» Exercise materials
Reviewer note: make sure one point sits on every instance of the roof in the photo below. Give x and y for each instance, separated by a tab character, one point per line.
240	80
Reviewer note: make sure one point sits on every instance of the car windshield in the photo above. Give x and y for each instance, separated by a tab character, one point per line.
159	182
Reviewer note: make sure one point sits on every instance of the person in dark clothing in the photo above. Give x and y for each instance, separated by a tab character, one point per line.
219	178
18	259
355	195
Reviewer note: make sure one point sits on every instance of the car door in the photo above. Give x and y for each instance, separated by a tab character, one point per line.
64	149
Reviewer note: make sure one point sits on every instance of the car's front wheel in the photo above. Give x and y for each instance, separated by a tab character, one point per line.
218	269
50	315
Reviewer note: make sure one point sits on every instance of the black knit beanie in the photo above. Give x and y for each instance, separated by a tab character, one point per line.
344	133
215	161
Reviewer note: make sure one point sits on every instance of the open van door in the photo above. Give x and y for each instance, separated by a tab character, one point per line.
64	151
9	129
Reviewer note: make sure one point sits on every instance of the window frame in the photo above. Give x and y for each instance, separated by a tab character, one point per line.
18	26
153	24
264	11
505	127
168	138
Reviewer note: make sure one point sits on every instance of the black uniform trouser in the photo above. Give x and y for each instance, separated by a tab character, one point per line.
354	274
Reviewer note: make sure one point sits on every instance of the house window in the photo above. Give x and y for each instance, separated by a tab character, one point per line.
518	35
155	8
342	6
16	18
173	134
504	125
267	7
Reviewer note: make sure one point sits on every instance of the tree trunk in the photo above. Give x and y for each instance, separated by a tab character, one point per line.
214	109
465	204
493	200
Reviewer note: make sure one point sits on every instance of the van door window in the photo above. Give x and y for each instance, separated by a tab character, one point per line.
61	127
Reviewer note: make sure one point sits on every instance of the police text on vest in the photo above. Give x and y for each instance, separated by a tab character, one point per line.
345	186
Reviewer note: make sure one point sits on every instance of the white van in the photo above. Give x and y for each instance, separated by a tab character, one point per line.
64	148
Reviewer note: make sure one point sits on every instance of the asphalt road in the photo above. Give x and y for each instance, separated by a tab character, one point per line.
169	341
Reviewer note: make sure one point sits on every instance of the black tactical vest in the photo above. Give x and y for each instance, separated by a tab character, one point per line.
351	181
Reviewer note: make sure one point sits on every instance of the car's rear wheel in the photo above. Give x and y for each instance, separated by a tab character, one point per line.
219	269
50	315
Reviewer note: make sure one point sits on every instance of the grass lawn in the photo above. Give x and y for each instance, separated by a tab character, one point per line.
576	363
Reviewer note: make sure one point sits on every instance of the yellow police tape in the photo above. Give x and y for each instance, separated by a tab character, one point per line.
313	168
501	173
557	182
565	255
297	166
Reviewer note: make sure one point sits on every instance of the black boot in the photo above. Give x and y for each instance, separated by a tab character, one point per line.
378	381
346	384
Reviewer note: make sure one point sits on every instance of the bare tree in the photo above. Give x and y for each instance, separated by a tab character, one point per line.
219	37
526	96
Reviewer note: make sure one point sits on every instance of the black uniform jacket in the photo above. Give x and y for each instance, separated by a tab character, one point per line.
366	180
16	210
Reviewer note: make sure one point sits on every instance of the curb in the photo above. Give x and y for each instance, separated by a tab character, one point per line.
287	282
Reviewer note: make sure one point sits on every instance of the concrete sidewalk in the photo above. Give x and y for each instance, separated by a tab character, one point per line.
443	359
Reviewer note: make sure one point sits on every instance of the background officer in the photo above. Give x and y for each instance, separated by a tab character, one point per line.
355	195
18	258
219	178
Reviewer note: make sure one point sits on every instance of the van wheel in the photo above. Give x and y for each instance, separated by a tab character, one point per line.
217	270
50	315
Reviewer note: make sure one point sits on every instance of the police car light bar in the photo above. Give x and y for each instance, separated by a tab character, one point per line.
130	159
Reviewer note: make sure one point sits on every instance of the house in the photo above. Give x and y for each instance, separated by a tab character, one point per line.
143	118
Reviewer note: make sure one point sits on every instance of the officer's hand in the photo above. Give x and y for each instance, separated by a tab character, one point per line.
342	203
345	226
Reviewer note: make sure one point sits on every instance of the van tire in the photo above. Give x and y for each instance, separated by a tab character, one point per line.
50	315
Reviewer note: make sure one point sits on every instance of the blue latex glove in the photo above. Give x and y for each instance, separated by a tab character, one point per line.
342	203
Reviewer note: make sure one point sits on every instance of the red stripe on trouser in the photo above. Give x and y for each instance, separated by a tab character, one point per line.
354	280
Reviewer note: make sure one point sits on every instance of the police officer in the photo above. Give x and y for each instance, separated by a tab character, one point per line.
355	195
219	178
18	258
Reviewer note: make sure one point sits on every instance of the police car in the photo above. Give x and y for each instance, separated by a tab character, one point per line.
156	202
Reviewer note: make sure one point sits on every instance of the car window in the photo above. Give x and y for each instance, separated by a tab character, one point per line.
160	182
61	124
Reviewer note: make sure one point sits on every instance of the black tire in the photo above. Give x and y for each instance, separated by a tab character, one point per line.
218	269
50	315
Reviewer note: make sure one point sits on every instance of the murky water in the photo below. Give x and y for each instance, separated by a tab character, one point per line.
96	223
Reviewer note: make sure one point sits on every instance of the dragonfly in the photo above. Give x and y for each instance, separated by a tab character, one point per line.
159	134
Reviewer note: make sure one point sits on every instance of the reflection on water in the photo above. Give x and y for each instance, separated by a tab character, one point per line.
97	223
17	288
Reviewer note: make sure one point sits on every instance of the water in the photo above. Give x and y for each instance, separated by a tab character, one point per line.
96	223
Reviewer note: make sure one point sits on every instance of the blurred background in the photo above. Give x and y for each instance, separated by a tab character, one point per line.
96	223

» Task to carry out
Each entry above needs to be output exactly.

» Result of the exercise
Reviewer note: make sure one point sits on every instance of the roof in the photo below. Give x and y for each instance, separated by a tab character, one point per line.
240	80
Reviewer note: make sure one point sits on every instance of the car windshield in the photo above. Give x and y for each instance, separated by a tab character, one point per line.
159	182
Reviewer note: make sure one point sits on every instance of the person in dark clothing in the photo above. Give x and y for each instance, separated by a tab character, one point per line.
219	178
18	259
355	195
Reviewer note: make sure one point sits on every instance of the car door in the photo above. Give x and y for each instance, separated by a tab character, one point per line.
64	149
Reviewer note: make sure one point sits on every instance of the car's front wheel in the photo above. Give x and y for each instance, separated by a tab character, one point per line.
218	269
50	315
Reviewer note: make sure one point sits on every instance of the black knit beanie in the photo above. Give x and y for each instance, separated by a tab character, one point per line.
344	133
215	161
Reviewer note: make sure one point sits on every instance of the open van door in the photo above. Give x and y for each instance, separated by a tab character, one point per line.
64	151
9	129
Reviewer note: make sure one point sits on every instance of the window frame in the photo above. Give x and y for each instance, separated by a tab character, one point per line.
18	26
153	24
264	11
505	127
168	138
Reviewer note: make sure one point sits on every instance of the black uniform trouser in the photo above. Give x and y for each instance, separated by a tab character, one point per line.
354	274
Reviewer note: make sure one point sits on every instance of the house window in the photo above. Give x and y for each instance, separated by a tab character, one point per line.
518	35
155	8
342	6
16	18
173	134
504	125
267	7
Reviewer note: make sure one point sits on every instance of the tree trunk in the photo above. Give x and y for each instance, separated by a tab character, one point per line.
214	109
465	204
493	200
Reviewer note: make sure one point sits on every instance of the van door window in the photo above. Give x and y for each instance, separated by a tab character, one point per line.
61	127
Reviewer note: make sure one point sits on every instance of the police text on vest in the photo above. Give x and y for each instance, separated by a tab character, one point per line.
345	186
Reviewer note: make sure one point sits on every instance of the white van in the photo above. Give x and y for each instance, separated by a tab character, one point per line.
64	148
Reviewer note: make sure one point sits on every instance of the asphalt road in the photo above. Give x and y for each instance, separated by a tab character, one point per line.
169	341
Reviewer note: make sure one point sits on every instance of the black tactical vest in the photo above. Give x and y for each instance, separated by a tab character, one point per line.
351	181
Reviewer note: make sure one point sits on every instance of the car's rear wheel in the photo above. Give x and y for each instance, separated by a tab character, one point per line.
219	269
50	315
Reviewer note: make sure one point sits on every instance of the grass lawn in the photo above. Give x and y for each instance, separated by a tab character, one point per line.
576	363
Reviewer note: make sure one point sits on every instance of the yellow police tape in the photo above. Give x and y for each instance, separated by a tab character, one point per line.
313	168
501	173
557	182
565	255
297	166
Reviewer note: make sure one point sits on every instance of the black boot in the photo above. Give x and y for each instance, separated by a tab character, one point per line.
378	381
346	384
Reviewer note: make sure one point sits on every instance of the bare tree in the photo above. Give x and y for each instance, separated by a tab character, one point per line.
219	37
526	96
Reviewer note: make sure one point sits on every instance of the black uniform jacket in the photo above. Give x and y for each instance, separated by a tab character, one point per line.
366	180
16	210
Reviewer note: make sure one point sits on every instance of the curb in the photo above. Give x and y for each instance, separated by a tab character, one point per line.
287	282
Reviewer note: make sure one point sits on every instance of the concrete sidewalk in the photo above. Give x and y for each instance, separated by a tab character, one point per line.
443	359
Reviewer note: make sure one point sits on every instance of the background officer in the photo above. Give x and y for each instance, separated by a tab character, one point per line.
355	195
18	258
219	178
Reviewer note: make sure one point sits on every instance of the van wheel in the photo above. Give x and y for each instance, separated by a tab character, one point per line.
217	270
50	315
Reviewer note: make sure one point sits on every instance of the police car light bar in the photo above. Give x and y for each instance, separated by a tab character, one point per line.
130	159
Reviewer note: make sure one point sits on every instance of the house in the photo above. Give x and y for each instance, separated by a tab character, one point per line.
143	118
Reviewer note: make sure one point sits on every instance of the officer's hand in the photo above. Give x and y for each instance, separated by a tab character, one point per line.
342	203
345	226
Reviewer note: make sure one point sits on every instance of the van tire in the photo above. Give x and y for each instance, separated by a tab character, one point per line.
50	315
Reviewer note: make sure one point sits on every instance of the blue latex glove in the photo above. Give x and y for each instance, separated by a tab character, one point per line.
342	203
Reviewer note: make sure one point sits on every instance of the red stripe on trouser in the photo above. Give x and y for each instance, separated by a tab character, one point per line.
354	280
Reviewer note: make sure one point sits on every instance of the police officer in the photo above. Give x and y for each instance, separated by a tab character, one point per line.
355	195
219	178
18	258
Reviewer note: make sure one point sits on every instance of the police car in the photo above. Give x and y for each instance, separated by a tab character, one point per line.
156	202
Reviewer note: make sure one point sits on every instance of the car window in the photo above. Give x and y for each instance, separated by a tab character, one point per line.
160	182
61	124
Reviewer note: make sure one point sits on every instance of the black tire in the photo above. Give x and y for each instance, separated by a tab character, one point per line.
218	269
50	315
Reviewer note: make sure one point sits on every instance of the murky water in the photo below. Give x and y for each instance, separated by a tab character, one point per line.
96	223
Reviewer note: make sure one point sits on every instance of the dragonfly in the photo above. Give x and y for each instance, separated by a tab character, one point per line.
159	134
Reviewer note: make sure one point sits on every instance of the reflection on water in the photo above. Give x and y for each instance, separated by a tab character, one point per line.
97	223
17	288
Reviewer note: make sure one point sits on every instance of the water in the photo above. Give x and y for each instance, separated by a tab character, one point per line.
96	223
Reviewer note: make sure one point sits on every instance of the blurred background in the photo above. Give x and y for each instance, separated by a tab character, one point per line.
96	223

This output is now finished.